Pull out every line of the material below that contains the word "wooden", and copy each one. Letter case matters.

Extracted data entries
>> START

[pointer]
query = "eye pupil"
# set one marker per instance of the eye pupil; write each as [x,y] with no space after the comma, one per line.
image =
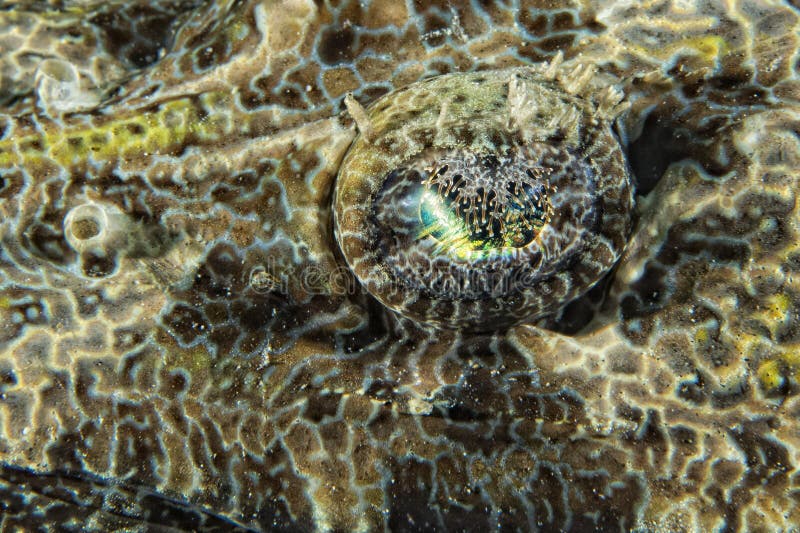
[481,220]
[500,202]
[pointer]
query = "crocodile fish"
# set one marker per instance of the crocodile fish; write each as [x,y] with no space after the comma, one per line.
[399,265]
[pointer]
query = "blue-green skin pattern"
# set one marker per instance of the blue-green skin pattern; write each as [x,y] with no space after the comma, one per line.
[213,364]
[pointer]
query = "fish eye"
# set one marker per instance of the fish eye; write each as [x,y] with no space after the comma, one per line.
[478,201]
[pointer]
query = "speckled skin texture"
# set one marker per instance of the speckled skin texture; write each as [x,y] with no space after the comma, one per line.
[207,361]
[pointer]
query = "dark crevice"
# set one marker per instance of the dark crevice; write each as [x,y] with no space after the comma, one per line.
[659,145]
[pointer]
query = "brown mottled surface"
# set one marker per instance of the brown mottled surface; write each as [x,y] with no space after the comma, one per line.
[209,360]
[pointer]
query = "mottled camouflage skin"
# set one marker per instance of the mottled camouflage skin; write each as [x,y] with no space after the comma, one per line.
[209,370]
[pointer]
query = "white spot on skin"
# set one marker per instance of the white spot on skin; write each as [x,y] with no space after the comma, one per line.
[359,114]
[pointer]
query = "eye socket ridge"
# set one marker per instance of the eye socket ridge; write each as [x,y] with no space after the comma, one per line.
[460,217]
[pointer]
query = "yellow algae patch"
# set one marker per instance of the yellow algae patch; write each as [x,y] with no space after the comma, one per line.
[156,131]
[775,312]
[769,375]
[710,47]
[772,372]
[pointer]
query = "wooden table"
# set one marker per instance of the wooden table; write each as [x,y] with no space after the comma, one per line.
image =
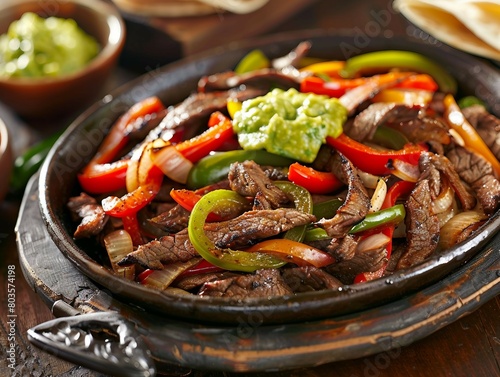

>> END

Answer in full:
query = "wooden table"
# set one marker per instance of the wooden table; write each as [x,y] with no space after the comma, one per line.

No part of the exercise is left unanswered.